Instruction
Reproduce the stretch from the line containing "Target: red floor jack" through the end of the items, requests included. Increase every coordinate in the answer outlines by 110, and leave the requests and their format samples unchanged.

(Items excerpted from a collection)
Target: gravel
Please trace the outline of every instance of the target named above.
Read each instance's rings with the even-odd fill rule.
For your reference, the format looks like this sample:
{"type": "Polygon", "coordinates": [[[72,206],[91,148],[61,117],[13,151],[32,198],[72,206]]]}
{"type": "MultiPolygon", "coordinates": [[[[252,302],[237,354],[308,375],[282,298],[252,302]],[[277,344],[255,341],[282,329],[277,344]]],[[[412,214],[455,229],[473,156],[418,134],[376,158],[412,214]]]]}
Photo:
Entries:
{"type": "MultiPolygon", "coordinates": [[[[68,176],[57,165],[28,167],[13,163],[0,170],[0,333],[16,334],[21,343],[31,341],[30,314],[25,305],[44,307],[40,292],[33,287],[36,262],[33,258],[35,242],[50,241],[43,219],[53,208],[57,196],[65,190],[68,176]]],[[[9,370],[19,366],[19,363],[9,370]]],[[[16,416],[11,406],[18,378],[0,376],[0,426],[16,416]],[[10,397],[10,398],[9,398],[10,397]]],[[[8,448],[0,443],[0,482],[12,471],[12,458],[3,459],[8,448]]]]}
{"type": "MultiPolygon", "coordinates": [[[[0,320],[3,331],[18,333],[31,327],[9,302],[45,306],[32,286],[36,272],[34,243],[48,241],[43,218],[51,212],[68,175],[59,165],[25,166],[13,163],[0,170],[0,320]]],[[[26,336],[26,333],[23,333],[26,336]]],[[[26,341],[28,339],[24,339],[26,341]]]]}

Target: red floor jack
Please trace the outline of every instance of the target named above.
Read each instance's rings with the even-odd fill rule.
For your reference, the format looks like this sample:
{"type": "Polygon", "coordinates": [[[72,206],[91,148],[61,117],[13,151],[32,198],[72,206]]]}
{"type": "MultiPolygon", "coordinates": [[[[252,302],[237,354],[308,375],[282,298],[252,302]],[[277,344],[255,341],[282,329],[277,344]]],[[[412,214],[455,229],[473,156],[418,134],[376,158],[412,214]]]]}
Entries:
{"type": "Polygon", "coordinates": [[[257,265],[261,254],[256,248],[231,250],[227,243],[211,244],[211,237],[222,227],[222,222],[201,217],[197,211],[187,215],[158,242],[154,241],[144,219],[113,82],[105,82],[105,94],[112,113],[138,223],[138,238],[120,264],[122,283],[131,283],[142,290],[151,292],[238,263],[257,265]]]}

Response to this task
Target: red floor jack
Please trace the outline of every instance of the target named above.
Read each instance's rings with the even-odd fill rule.
For your reference, the format looks like this sample:
{"type": "Polygon", "coordinates": [[[72,206],[91,148],[61,117],[13,151],[32,198],[72,206]]]}
{"type": "MultiPolygon", "coordinates": [[[[252,302],[237,354],[308,375],[282,298],[252,302]],[[277,344],[255,341],[282,329],[277,344]]],[[[412,214],[455,229],[473,156],[418,134],[376,158],[412,214]]]]}
Entries:
{"type": "Polygon", "coordinates": [[[367,375],[371,364],[366,358],[341,360],[337,353],[321,354],[321,347],[332,337],[332,332],[311,327],[307,321],[297,325],[268,352],[264,351],[254,329],[223,192],[215,192],[215,204],[222,223],[248,333],[248,348],[230,374],[232,393],[241,393],[252,400],[261,402],[348,373],[367,375]]]}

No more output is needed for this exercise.